_What you have to do:_ Give the records below as a numbered list with one line per number, skipping any blank lines. Leave the pictures out of your answer.

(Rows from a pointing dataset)
·····

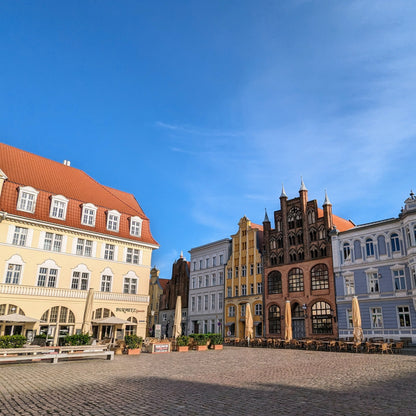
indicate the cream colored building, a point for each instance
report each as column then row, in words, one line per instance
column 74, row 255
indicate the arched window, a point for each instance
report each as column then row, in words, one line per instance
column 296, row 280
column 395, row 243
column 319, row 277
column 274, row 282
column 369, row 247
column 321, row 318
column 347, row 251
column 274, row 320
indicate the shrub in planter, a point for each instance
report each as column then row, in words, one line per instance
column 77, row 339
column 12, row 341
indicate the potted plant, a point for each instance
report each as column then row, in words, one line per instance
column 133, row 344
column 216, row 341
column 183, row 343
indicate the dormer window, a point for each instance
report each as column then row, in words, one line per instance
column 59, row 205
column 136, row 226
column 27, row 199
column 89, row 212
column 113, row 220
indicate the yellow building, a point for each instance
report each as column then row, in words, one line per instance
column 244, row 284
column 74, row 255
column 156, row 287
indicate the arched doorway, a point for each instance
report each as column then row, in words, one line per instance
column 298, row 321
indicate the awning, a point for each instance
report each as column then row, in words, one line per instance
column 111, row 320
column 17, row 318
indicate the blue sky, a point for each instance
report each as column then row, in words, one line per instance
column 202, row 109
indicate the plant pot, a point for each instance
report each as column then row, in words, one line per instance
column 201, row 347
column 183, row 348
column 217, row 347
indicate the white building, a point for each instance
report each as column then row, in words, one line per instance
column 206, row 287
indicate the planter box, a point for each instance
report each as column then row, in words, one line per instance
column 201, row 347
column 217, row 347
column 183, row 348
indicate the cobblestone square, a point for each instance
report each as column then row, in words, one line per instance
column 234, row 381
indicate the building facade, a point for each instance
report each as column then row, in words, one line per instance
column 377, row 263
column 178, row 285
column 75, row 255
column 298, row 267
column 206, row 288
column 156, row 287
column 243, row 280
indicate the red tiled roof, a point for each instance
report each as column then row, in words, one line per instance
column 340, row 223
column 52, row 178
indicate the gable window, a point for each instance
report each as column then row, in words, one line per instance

·····

_Output for this task:_
1. indicate the cream colored building, a point for each instance
2. report each as column then row, in words, one line per instance
3. column 74, row 255
4. indicate the arched window, a point for each instance
5. report each as column then row, in words, one line per instance
6. column 296, row 280
7. column 395, row 243
8. column 319, row 277
9. column 274, row 282
10. column 369, row 247
11. column 321, row 318
12. column 347, row 251
13. column 274, row 320
14. indicate the shrub in planter, a point for each instance
15. report each as column then row, in words, one line per instance
16. column 77, row 339
17. column 12, row 341
18. indicate the potted plant, a point for each instance
19. report each as column then row, in words, one line per instance
20. column 133, row 344
21. column 216, row 341
22. column 183, row 343
23. indicate the dormer window, a point for each instance
24. report each as column then row, in words, one line per instance
25. column 59, row 205
26. column 136, row 226
27. column 27, row 199
28. column 89, row 212
29. column 113, row 220
30. indicate the yellow building, a point for each instance
31. report each as column then row, in words, one line per instance
32. column 244, row 284
33. column 74, row 255
34. column 156, row 287
35. indicate the arched doorway, a point for each instance
36. report each as column then row, in words, one line per instance
37. column 298, row 321
38. indicate the awning, a point for each instance
39. report each as column then row, in words, one line per instance
40. column 111, row 320
41. column 17, row 318
42. indicate the blue sky, a point for each instance
43. report each as column then row, in words, one line per instance
44. column 202, row 109
45. indicate the plant pot, a point for each instance
46. report each as column then row, in words, one line per instance
47. column 201, row 347
48. column 183, row 348
49. column 217, row 347
50. indicate the white building, a point for each instance
51. report each as column then row, in words, one line per instance
52. column 206, row 287
53. indicate the planter box, a point for each instance
54. report each as column then row, in words, one line per instance
55. column 201, row 347
56. column 217, row 347
57. column 183, row 348
58. indicate the cobblestone square, a point for each instance
59. report each as column then row, in words, one line per instance
60. column 234, row 381
61. indicate the building facade, a point for each instance
62. report each as column then row, in words, one line per instance
63. column 377, row 263
64. column 178, row 285
65. column 75, row 255
66. column 298, row 267
67. column 206, row 288
68. column 156, row 287
69. column 243, row 280
70. indicate the red tiled roof, a point for each instance
71. report each as column then row, in words, one line per instance
72. column 340, row 223
73. column 52, row 178
74. indicate the gable window, a point for each instance
75. report each as column then row, in words, one line per instance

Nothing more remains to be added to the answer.